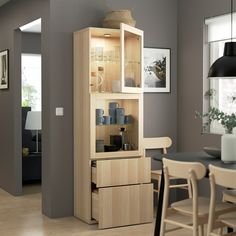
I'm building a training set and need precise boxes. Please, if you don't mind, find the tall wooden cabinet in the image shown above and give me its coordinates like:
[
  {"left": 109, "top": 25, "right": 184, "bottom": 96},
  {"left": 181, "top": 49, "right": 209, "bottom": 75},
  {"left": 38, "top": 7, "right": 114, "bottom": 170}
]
[{"left": 74, "top": 24, "right": 153, "bottom": 228}]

■ **PROBLEM DESCRIPTION**:
Reproduce the text of the records above verbatim, line for line, leaving out the pictures.

■ **RESPONSE**:
I'm building a training set and need precise boxes. Please, if you don't mind, find the tall wooden cabinet in the image shown above and give me its coordinates like:
[
  {"left": 109, "top": 25, "right": 184, "bottom": 96},
  {"left": 181, "top": 49, "right": 209, "bottom": 75},
  {"left": 38, "top": 7, "right": 114, "bottom": 170}
]
[{"left": 74, "top": 24, "right": 153, "bottom": 228}]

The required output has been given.